> _KUTIPAN TEKS_:
────────────────────────────────────────

Tergerak ingin mengembangkan bandara perairan atau Waterbase dan Seaplane, maka pada tahun 2019 Pemkab Sumenep membuat Feasibility Study (FS) Waterbase dan Registrasi di Pulau Masalembu dan Pulau Kangean. Pulau Masalembo terletak di sebelah utara berjarak kurang lebih 169 km dari Kabupaten Sumenep. Sementara Pulau Kangean terletak disebelah timur yang berjarak kira-kira 160 km dari Kabupaten Sumenep.
Setahun kemudian tepatnya pada tahun 2020 Pemerintah Kabupaten Sumenep membuat Detail Engineering Design (DED) Waterbase untuk operasional seaplane di Pulau Kangean. Namun dua tahun kemudian tepatnya pada bulan Oktober 2022 Kementerian Perhubungan Republik Indonesia justru melakukan uji coba Waterbase dengan melakukan penerbangan dan pendaratan Seaplane di Giliyang yang berjarak kira-kira 30,2 km sebelah timur Kabupaten Sumenep.
Uji coba Waterbase dan Seaplane di Pulau Giliyang oleh Kemenhub RI otomatis menimbulkan tanda tanya bagi Pemkab Sumenep karena Pemkab Sumenep telah menyiapkan pengembangan Waterbase dan Seaplane di Pulau Kangean dan bukan di Pulau Giliyang.

────────────────────────────────────────

> _DAFTAR DATA_:
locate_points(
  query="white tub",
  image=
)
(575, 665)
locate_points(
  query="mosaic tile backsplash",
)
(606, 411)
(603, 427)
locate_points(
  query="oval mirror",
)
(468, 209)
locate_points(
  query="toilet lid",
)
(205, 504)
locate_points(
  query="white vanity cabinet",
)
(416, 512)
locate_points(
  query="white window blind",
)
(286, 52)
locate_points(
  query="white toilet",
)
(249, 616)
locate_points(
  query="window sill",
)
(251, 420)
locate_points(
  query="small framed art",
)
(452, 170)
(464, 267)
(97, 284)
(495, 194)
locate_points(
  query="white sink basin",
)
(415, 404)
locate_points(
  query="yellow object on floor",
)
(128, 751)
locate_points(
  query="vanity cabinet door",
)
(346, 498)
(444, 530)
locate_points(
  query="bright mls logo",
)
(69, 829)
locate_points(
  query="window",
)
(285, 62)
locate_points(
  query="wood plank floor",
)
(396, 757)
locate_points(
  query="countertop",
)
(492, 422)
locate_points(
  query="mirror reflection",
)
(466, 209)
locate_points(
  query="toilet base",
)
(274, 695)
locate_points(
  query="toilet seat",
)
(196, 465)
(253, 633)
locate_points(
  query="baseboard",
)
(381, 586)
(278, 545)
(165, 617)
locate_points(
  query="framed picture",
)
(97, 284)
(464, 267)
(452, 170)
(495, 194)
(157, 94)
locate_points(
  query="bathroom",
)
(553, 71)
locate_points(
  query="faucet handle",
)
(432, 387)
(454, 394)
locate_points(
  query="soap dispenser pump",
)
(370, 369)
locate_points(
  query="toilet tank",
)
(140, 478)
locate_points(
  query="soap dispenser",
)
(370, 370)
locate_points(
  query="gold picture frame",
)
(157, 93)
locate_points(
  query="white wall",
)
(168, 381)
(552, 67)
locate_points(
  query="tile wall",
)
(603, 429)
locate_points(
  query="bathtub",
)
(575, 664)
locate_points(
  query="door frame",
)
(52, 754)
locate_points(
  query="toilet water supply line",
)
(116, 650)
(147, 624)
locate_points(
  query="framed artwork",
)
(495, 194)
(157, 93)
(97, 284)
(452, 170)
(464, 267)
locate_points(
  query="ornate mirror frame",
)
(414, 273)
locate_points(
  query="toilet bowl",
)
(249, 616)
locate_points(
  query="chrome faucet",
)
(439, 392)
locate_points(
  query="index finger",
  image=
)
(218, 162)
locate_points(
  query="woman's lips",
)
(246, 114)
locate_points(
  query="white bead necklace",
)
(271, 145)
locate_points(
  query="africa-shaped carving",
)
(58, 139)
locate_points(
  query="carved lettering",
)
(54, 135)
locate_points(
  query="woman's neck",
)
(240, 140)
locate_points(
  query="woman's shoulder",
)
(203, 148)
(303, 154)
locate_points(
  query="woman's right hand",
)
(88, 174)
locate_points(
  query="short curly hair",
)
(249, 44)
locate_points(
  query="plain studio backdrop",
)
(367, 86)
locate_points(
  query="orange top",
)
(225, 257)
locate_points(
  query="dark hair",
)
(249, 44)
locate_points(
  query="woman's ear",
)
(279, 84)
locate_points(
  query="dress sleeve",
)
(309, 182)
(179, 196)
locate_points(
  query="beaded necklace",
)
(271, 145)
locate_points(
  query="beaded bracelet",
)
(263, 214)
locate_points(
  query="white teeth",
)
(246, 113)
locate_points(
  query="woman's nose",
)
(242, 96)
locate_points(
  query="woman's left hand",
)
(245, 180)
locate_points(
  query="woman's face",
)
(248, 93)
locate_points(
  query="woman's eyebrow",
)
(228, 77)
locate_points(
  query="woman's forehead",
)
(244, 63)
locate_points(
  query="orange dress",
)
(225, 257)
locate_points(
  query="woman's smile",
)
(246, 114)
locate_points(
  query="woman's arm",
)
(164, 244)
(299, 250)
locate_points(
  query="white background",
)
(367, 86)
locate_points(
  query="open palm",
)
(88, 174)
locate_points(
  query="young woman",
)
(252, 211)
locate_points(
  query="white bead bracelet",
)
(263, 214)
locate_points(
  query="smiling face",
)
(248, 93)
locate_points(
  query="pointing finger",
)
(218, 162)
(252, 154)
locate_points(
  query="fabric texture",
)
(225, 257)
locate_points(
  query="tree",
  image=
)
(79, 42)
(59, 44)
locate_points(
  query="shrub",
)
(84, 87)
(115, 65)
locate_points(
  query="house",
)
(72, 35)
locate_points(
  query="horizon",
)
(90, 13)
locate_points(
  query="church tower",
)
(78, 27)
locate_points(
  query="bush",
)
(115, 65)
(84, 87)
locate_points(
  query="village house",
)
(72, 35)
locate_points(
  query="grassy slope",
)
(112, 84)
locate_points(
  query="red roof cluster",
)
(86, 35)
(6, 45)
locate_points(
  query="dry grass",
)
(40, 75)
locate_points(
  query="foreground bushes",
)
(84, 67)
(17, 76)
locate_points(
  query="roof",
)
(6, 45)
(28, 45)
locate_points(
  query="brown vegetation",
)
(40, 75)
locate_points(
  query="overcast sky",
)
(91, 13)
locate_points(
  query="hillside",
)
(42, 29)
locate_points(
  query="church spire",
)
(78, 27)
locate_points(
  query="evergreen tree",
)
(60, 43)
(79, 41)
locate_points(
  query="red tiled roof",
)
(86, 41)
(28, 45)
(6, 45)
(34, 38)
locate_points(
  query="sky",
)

────────────────────────────────────────

> _DAFTAR TUGAS_:
1. Salin bagian kutipan tentang waterbase Sumenep, mulai dari "Tergerak ingin mengembangkan" dan terus sampai "timur Kabupaten Sumenep.".
2. Apakah tiap pernyataan ini sesuai dengan kutipan tentang waterbase Sumenep? Jawab ya atau tidak, lalu kutip kata-kata kutipan yang menentukan jawabannya. (a) Feasibility Study waterbase dibuat pada tahun 2019. (b) Pulau Kangean berada di sebelah utara Kabupaten Sumenep. (c) Kementerian Perhubungan melakukan uji coba seaplane di Pulau Kangean.

> _KUNCI JAWABAN_:
1.
Tergerak ingin mengembangkan bandara perairan atau Waterbase dan Seaplane, maka pada tahun 2019 Pemkab Sumenep membuat Feasibility Study (FS) Waterbase dan Registrasi di Pulau Masalembu dan Pulau Kangean. Pulau Masalembo terletak di sebelah utara berjarak kurang lebih 169 km dari Kabupaten Sumenep. Sementara Pulau Kangean terletak disebelah timur yang berjarak kira-kira 160 km dari Kabupaten Sumenep.
Setahun kemudian tepatnya pada tahun 2020 Pemerintah Kabupaten Sumenep membuat Detail Engineering Design (DED) Waterbase untuk operasional seaplane di Pulau Kangean. Namun dua tahun kemudian tepatnya pada bulan Oktober 2022 Kementerian Perhubungan Republik Indonesia justru melakukan uji coba Waterbase dengan melakukan penerbangan dan pendaratan Seaplane di Giliyang yang berjarak kira-kira 30,2 km sebelah timur Kabupaten Sumenep.

2.
(a) Ya: "pada tahun 2019 Pemkab Sumenep membuat Feasibility Study (FS) Waterbase"
(b) Tidak: "Pulau Kangean terletak disebelah timur"
(c) Tidak: "melakukan penerbangan dan pendaratan Seaplane di Giliyang"